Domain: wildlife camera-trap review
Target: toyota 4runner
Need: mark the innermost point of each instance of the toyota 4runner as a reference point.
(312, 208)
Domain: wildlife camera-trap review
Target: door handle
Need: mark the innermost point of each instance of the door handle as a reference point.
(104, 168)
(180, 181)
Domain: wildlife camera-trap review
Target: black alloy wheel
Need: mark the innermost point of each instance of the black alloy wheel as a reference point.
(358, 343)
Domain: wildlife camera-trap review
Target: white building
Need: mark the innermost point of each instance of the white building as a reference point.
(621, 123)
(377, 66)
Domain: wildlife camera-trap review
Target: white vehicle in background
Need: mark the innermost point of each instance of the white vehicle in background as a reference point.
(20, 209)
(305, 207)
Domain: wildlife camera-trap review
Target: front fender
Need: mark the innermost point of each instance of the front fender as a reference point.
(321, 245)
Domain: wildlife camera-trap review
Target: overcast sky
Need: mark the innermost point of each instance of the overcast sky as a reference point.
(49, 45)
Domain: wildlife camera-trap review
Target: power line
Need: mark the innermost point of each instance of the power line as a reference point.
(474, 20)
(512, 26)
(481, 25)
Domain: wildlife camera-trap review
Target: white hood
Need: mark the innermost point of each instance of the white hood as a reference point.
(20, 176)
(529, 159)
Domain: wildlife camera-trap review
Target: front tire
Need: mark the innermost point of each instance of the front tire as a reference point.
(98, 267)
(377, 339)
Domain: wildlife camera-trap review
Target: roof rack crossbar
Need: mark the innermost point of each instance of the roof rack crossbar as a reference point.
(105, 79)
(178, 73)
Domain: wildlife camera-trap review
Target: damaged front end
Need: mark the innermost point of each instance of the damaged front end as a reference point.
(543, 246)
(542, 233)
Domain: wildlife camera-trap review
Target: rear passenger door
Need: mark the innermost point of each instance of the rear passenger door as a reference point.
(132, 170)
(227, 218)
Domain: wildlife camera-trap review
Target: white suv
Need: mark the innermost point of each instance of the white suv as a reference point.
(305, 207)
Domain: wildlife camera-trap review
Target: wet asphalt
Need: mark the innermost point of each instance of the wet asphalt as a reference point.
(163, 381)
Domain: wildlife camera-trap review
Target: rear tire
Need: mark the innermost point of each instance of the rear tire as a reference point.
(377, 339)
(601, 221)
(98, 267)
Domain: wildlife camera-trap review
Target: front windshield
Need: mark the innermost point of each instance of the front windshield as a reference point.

━━━━━━━━━━━━━━━━━━━━

What you are asked to do:
Send back exactly the lines from the line with "Need: mark the innermost point of each instance of the power" through the end of the records.

Task response:
Need: mark the innermost point of each instance of the power line as a reference point.
(474, 20)
(512, 26)
(481, 25)
Domain: wildlife camera-trap review
Target: white hood
Need: mark the innermost point of each instance of the white hood as a reference point.
(20, 176)
(529, 159)
Domain: wildlife camera-trap review
Target: front tire
Need: mark the innermost point of each instance of the front tire as a reference point.
(98, 267)
(377, 339)
Domain: wildlife camera-trap review
Target: roof rack crossbar
Need: mark the innermost point of each instance of the roof rack crossbar as a reference point.
(105, 79)
(178, 73)
Domain: wildlife camera-trap review
Target: damaged front end
Need: mark the innermost point of each instance of the damaged front end as a reference point.
(543, 246)
(542, 233)
Domain: wildlife camera-trap review
Target: rear passenger door
Need: mark the innermost point of each instance of the rear passenger door as a reference point.
(132, 170)
(227, 218)
Domain: wildlife camera-trap review
Target: white suv
Need: mark the innermost point of each instance of the white suv as a reference point.
(305, 207)
Domain: wildlife camera-trap review
Target: wet asphalt
Need: mark the innermost point of each instance of the wet asphalt as a reference point.
(163, 381)
Domain: wildlife camera-trap review
Target: rear tire
Need: mark the innermost point of each instance of the rear tire as a reference point.
(377, 339)
(601, 221)
(98, 267)
Domain: wildlife camera-trap review
Target: front windshield
Need: mark the innermost point of each instance of the front windshield as a reference point.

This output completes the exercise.